Task to carry out: Copy the data that follows exactly, and include none of its images.

[Image-grounded pointing data]
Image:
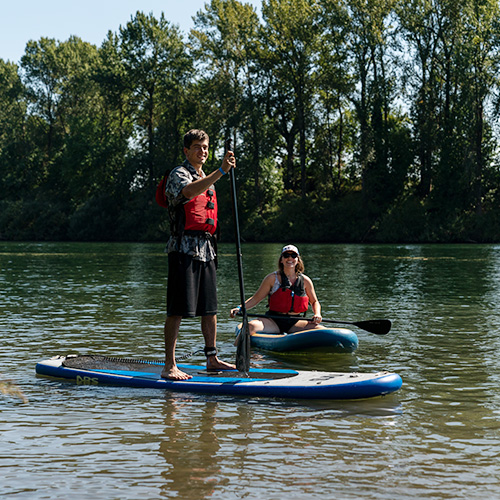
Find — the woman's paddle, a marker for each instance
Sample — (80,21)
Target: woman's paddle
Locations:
(243,340)
(378,326)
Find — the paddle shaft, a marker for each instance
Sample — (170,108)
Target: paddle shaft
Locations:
(377,326)
(243,348)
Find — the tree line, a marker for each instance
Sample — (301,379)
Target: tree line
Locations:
(353,121)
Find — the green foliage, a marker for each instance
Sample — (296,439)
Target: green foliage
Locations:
(352,121)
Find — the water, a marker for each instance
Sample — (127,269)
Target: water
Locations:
(438,437)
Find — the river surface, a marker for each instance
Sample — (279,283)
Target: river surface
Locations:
(438,437)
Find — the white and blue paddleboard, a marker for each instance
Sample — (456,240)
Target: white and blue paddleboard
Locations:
(320,339)
(273,383)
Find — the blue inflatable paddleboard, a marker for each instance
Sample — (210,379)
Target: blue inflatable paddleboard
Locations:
(272,383)
(323,339)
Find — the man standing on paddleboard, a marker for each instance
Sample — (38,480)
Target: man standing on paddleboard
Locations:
(192,250)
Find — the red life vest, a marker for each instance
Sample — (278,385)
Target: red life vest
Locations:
(289,298)
(201,213)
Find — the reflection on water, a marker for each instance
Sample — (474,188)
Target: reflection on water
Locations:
(438,437)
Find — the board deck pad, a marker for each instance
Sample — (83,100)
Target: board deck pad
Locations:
(112,364)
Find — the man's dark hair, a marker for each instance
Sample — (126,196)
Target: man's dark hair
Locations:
(194,135)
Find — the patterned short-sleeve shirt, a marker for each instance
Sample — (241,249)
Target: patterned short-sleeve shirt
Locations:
(199,246)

Solution to this task:
Image:
Find — the woman's paddle, a marker for each instance
Sample — (80,21)
Target: woman's paddle
Locations:
(243,340)
(378,326)
Find — the paddle shaft, a marker for each instance
Sample — (170,108)
Target: paddle shaft
Locations:
(377,326)
(243,348)
Find — the tree line, a marker for each instance
Sample — (301,379)
Target: tree line
Locations:
(353,121)
Find — the green foliage, a marker for each instance
Sample — (296,439)
Target: green foliage
Locations:
(352,121)
Find — the water, a marker for each instance
Sample — (127,269)
Target: water
Locations:
(438,437)
Find — the river surface, a marker for each instance
Sample — (279,283)
Target: river surface
Locations:
(438,437)
Find — the white and blue paddleboard, a marker for each instance
Sample — (456,240)
Target: white and blue paddleboard
Locations:
(320,339)
(273,383)
Find — the blue inflatable paddleboard, a marker for each instance
Sample — (210,379)
Target: blue inflatable paddleboard
Locations:
(272,383)
(323,339)
Find — the man standing on paddleboard, a marker for each instance
Sample — (38,480)
Target: man standing on paddleboard
Locations:
(192,250)
Find — the red life vest, a marker for each instance
Sample — (278,385)
Target: red life vest
Locations:
(289,298)
(201,213)
Find — the reflection on water, a marker for each instance
Sample — (474,188)
Target: reflection on water
Locations:
(438,437)
Find — the board deck pad, a marker for each instance
Sample — (83,100)
Target: board deck pad
Locations:
(112,364)
Find — the man's dark hair, a marker for each instance
Sample — (126,196)
Target: man's dark hair
Locations:
(194,135)
Find — the patterned short-sleeve shirt, a marker for each instance
Sample — (241,249)
Target: patterned short-sleeve shirt
Locations:
(199,246)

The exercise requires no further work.